# Source document

%%

# Which credit cards to keep



## Me Linda (Jan 26, 2017)

Can I use my Walmart, sears , sams club or Home Depot cards in Mexico stores ? Can't seem to find any up to date info on line . Moving there full time so I will close cards I can't use there .Thanks 4 your help !


----------



## horseshoe846 (Feb 8, 2017)

You can not use any of the US based variants you mention in Mexico. All of those Mexican firms have their own Mexican cards - which can be difficult to acquire (based on length of residency). US Bank cards are honored at all of the places you mention - but in some cases you will pay a mark-up for using the card. Places like Costco - say - have a 'cash' price, which is the same as using the Costco Mexico credit card price - but if you use your US based Bank card you will pay a premium (to Costco).

If/when you cancel your US retail credit cards be sure to ask them to purge your data. There have been too many instances (Target) where someone hacks your info.


----------



## circle110 (Jul 20, 2009)

I'll second what horseshoe846 says. I know because I tried at first... no go.


----------



## TundraGreen (Jul 15, 2010)

I could be wrong, but my recollection is that the US Costco card I had when I first came to Mexico worked at Costco Mexico. It was 10 years ago now, and my memory was never very good, but that is what I remember. I seem to recall renewing it once then I let it drop since I wasn't using Costco much at all.


----------



## RVGRINGO (May 16, 2007)

The Costco membership card is honored. Credit cards are a different story, as discussed above, and always subject to change.


----------



## perropedorro (Mar 19, 2016)

Me Linda said:


> Can I use my Walmart, sears , sams club or Home Depot cards in Mexico stores ? Can't seem to find any up to date info on line . Moving there full time so I will close cards I can't use there .Thanks 4 your help !


Probably not, and that's from experience re: Home Depot. They'll offer you a Mexican version of such but don't take it, or any other Mexican CC which have rapacious terms and interest rates. Stick with a US credit card that has a 0% foreign transaction fee and get an account at a Mexican bank that offers a no fee debit card. That's all you should need. As far as Costco membership, your U.S. card is good in Mexico, and vise-versa. Mexican membership fees are about half as much as in the U.S.


----------

%%

Entries taken from a pointing dataset

%%

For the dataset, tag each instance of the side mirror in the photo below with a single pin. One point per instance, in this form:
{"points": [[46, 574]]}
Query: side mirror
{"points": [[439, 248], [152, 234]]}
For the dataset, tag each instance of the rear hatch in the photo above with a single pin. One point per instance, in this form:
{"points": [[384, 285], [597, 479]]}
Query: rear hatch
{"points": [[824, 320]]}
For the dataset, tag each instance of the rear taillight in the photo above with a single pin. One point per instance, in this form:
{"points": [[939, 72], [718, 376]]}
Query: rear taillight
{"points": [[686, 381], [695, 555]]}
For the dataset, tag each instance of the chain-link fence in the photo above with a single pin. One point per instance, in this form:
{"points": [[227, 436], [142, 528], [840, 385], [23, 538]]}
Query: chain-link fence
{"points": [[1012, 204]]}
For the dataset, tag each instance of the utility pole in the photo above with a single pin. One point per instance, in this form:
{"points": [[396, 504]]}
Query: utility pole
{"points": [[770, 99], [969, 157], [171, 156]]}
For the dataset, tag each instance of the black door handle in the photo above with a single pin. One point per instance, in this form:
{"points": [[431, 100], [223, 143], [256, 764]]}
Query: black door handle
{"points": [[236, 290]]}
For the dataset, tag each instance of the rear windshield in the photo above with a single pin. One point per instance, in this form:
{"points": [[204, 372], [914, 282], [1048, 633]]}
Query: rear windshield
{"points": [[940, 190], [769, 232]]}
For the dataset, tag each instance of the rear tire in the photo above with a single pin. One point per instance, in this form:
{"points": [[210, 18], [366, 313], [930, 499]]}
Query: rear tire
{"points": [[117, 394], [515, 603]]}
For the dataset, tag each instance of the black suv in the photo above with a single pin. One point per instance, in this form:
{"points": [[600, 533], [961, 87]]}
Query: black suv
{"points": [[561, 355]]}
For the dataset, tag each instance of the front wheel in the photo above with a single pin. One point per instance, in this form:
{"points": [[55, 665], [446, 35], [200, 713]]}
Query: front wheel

%%

# Exercise aim
Please retype part of the credit card thread, beginning at the words "## RVGRINGO (May" and stopping after the words "subject to change.". Nothing in the listing is needed.

# Output of the exercise
## RVGRINGO (May 16, 2007)

The Costco membership card is honored. Credit cards are a different story, as discussed above, and always subject to change.